Rewrite the records from the first line through the line containing "(12, 172), (91, 296)", both ends included, requests and all, scaling every coordinate in the answer boxes by 1.85 and rounding each to a whole number, with halves rounded up. Leave the numbers in the requests and in their format samples unchanged.

**DATASET RECORDS**
☆ ☆ ☆ ☆ ☆ ☆ ☆

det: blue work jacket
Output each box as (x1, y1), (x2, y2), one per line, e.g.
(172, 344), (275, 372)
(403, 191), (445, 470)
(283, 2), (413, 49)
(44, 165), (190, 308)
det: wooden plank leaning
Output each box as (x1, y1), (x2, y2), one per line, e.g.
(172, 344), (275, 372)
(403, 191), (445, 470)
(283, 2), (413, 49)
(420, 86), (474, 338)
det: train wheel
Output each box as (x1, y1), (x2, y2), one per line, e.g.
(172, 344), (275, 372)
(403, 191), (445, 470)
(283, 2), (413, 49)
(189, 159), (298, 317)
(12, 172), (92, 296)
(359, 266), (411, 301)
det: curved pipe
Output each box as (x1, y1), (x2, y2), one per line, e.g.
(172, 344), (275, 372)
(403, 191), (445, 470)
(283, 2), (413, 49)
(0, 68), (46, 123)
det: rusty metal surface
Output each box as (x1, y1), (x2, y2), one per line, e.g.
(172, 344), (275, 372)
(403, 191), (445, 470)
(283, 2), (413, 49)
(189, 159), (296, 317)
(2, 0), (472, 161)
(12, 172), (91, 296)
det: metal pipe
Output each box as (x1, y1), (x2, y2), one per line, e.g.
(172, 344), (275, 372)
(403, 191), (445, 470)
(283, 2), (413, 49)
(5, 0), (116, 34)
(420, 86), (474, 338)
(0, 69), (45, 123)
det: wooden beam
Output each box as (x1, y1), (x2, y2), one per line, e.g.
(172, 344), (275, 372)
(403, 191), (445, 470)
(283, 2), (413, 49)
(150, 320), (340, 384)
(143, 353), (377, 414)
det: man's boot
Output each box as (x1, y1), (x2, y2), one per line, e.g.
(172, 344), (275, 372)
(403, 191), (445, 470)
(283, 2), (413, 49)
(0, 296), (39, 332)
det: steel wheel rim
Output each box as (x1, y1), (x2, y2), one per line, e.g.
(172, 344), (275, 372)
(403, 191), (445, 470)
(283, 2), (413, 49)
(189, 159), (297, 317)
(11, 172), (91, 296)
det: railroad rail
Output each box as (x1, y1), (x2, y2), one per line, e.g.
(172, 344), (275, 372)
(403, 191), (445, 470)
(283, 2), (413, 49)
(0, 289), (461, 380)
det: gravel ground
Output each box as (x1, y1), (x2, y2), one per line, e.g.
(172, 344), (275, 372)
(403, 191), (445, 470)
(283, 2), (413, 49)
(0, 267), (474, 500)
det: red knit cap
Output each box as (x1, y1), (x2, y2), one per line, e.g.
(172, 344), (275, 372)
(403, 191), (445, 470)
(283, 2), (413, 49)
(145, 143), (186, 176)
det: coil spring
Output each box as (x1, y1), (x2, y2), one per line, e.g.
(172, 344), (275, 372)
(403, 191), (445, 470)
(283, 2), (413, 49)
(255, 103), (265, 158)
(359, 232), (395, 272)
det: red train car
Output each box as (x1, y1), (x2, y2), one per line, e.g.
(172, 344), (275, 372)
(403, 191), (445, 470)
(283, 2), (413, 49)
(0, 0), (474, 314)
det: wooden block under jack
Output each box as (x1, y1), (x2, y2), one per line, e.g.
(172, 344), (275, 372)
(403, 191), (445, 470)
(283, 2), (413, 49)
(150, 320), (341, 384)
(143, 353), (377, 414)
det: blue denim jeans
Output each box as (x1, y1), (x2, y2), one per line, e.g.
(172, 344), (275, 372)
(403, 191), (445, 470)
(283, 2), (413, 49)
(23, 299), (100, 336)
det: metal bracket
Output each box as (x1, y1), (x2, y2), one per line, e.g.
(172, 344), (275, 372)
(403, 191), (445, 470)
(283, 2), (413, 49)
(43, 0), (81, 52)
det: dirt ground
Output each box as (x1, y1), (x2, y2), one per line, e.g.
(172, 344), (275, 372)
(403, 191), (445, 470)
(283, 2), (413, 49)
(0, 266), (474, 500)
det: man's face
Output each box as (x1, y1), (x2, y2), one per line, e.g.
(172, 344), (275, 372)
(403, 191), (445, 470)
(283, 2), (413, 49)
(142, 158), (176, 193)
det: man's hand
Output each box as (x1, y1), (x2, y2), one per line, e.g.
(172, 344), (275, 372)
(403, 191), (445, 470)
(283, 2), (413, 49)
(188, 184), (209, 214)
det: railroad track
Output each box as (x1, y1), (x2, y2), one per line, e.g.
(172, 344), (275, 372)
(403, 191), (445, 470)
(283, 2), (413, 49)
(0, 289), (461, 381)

☆ ☆ ☆ ☆ ☆ ☆ ☆

**FINISHED EXERCISE**
det: blue work jacket
Output each box as (x1, y1), (x2, y2), one per line, e.g.
(172, 344), (275, 372)
(403, 191), (445, 470)
(283, 2), (413, 49)
(81, 305), (352, 570)
det: wooden plank leaning
Output each box as (x1, y1), (x2, y2), one per line, e.g.
(172, 344), (275, 372)
(403, 191), (445, 470)
(283, 2), (413, 49)
(777, 159), (877, 625)
det: train wheel
Output each box as (x1, y1), (x2, y2), one per line, e.g.
(172, 344), (275, 372)
(403, 191), (445, 470)
(283, 2), (413, 49)
(350, 294), (551, 586)
(22, 318), (170, 548)
(664, 492), (760, 557)
det: curved pipe
Output each box as (x1, y1), (x2, y2), one per line, e.g.
(172, 344), (275, 372)
(403, 191), (445, 470)
(283, 2), (413, 49)
(0, 126), (85, 228)
det: rusty metal surface
Output each box as (x1, y1), (x2, y2), one per line, e.g.
(172, 344), (275, 372)
(403, 191), (445, 470)
(283, 2), (413, 49)
(350, 294), (548, 586)
(4, 0), (873, 298)
(22, 318), (168, 548)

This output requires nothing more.